I'm not a true believer in Lagares yet.

As you know from previous forecasts, I'm wildly optimistic about the Mets this year but if there's one area that's a concern for me its that we really don't have an ideal leadoff hitter and I worry about effects of pretending Lagares is or can be one. Sure Terry asked him to steal more and he did, but he's got to reach base more often and he was helped by a 342 BABIP last season (average is around 300).

I'd really prefer a lineup where he could hit 7th or 8th and let him reveal his upside there.

I'd say 245/300/375 with 9 homersapiens and 20 steals. Not horrible, but not great. There will be times that Nieuwy will look like a better choice.


Posted


MFS62 wrote:
Getting better. Keeps the leadoff spot by hitting .288/ .355 with 40-45 XBH and 20+ SB. With those numbers and this lineup, will score over 100 5runs.

Items
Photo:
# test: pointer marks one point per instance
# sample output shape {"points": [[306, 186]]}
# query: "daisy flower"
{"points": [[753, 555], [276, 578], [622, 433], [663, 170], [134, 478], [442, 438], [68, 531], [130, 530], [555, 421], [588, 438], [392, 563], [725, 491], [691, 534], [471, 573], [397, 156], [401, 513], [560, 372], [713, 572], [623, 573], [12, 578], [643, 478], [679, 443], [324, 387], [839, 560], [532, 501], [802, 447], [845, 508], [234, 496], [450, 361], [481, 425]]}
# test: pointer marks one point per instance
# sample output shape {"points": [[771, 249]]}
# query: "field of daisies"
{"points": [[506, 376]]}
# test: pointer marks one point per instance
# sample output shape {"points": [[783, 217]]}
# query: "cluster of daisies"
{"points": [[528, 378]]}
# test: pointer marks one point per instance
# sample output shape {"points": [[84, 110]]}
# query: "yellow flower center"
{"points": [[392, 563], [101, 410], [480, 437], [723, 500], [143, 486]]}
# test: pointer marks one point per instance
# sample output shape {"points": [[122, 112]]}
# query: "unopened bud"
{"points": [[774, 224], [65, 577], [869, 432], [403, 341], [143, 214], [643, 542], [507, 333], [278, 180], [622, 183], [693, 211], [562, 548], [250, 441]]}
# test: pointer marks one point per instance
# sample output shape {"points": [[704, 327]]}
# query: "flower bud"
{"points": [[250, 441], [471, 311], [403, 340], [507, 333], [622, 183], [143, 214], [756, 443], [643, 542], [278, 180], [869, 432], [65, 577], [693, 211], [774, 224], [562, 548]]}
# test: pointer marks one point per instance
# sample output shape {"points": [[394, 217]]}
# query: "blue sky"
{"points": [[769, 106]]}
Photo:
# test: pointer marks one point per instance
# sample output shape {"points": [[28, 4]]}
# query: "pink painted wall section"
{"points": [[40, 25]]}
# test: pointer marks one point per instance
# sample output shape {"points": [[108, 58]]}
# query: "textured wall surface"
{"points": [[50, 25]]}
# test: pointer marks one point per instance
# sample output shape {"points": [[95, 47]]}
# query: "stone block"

Work instructions
1 – For each statement below, say whether it agrees with the forum post about Lagares. Answer yes or no and quote the deciding words.
(a) The writer notes that Lagares had a 342 BABIP last season.
(b) The writer would prefer to see Lagares bat leadoff.
(c) The writer feels pessimistic about the Mets this year.
2 – Answer these questions from the forum post about Lagares.
(a) Who asked Lagares to steal more?
(b) How many steals does the first writer project for Lagares?
(c) What batting average does MFS62 predict for Lagares?
3 – Extend the forum discussion about Lagares from the point where it stops.
The rows have nothing to do with the text.

Answers to the exercises
1 –
(a) Yes: "he was helped by a 342 BABIP last season"
(b) No: "I'd really prefer a lineup where he could hit 7th or 8th"
(c) No: "I'm wildly optimistic about the Mets this year"

2 –
(a) Terry
(b) 20
(c) .288

3 –
Later


That's pretty much where I wind up. Maybe fewer XBH, and if given permission to run will easily have 20 SB. His OBP will be more in the .320 range, though, so he won't be an ideal leadoff guy.


Posted


His approach certainly changed after he hit the leadoff spot last year. The results didn't change much, but I was at least happy he was a willing student.

Working with late-bloomers seem to be almost an organizational philosophy.


Grand Central Contributor
Posted


131 games .279/.329/.401 wRC+105 10 HR 20 SB

sporadic injury was a concern last year. hopefully he stays a little healthier.

I liked that he walked more and struck out less in the second half, and I'm banking on him using that patience to get better pitches to hit and driving the ball more than he did in the second half last year. Not a ton better, but clearly well above average particularly for a CF.

Continues to play great defense. Gold Glove.

I'm fine with him as leadoff. I'm not really concerned about lineup positioning much. Just don't play guys there that OBP .300.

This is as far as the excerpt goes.